DATA TO USE>
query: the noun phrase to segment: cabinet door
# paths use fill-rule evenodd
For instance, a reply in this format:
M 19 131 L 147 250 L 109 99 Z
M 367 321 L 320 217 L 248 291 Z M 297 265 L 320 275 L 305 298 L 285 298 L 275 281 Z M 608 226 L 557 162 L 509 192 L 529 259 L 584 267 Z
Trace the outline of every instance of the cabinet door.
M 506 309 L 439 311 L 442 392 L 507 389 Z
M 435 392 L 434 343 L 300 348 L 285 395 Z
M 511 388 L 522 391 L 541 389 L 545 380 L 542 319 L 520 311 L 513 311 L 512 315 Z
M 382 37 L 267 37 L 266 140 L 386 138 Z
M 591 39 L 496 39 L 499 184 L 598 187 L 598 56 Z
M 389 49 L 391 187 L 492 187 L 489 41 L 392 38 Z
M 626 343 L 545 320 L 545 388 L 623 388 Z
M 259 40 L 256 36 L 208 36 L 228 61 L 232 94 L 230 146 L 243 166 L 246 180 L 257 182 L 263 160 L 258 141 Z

WHAT TO WORK ON> Line by line, copy the data above.

EXPECTED ANSWER>
query: the noun phrase to segment: cabinet door
# paths use fill-rule evenodd
For instance, a reply in this format:
M 19 131 L 147 250 L 109 99 Z
M 367 321 L 320 217 L 248 291 Z M 297 265 L 320 275 L 305 298 L 285 298 L 275 281 Z M 608 226 L 557 162 L 509 192 L 529 259 L 584 267 Z
Trace the outline of every instance of the cabinet door.
M 506 309 L 439 311 L 442 392 L 507 389 Z
M 435 392 L 434 343 L 300 348 L 285 395 Z
M 511 388 L 522 391 L 541 389 L 545 380 L 542 319 L 520 311 L 513 311 L 512 315 Z
M 382 37 L 267 37 L 266 140 L 386 138 Z
M 591 39 L 496 39 L 499 184 L 598 187 L 598 56 Z
M 389 49 L 391 187 L 492 187 L 489 41 L 392 38 Z
M 626 343 L 545 320 L 545 388 L 623 388 Z
M 259 40 L 256 36 L 208 36 L 228 61 L 232 94 L 230 146 L 243 166 L 246 180 L 257 182 L 263 160 L 258 141 Z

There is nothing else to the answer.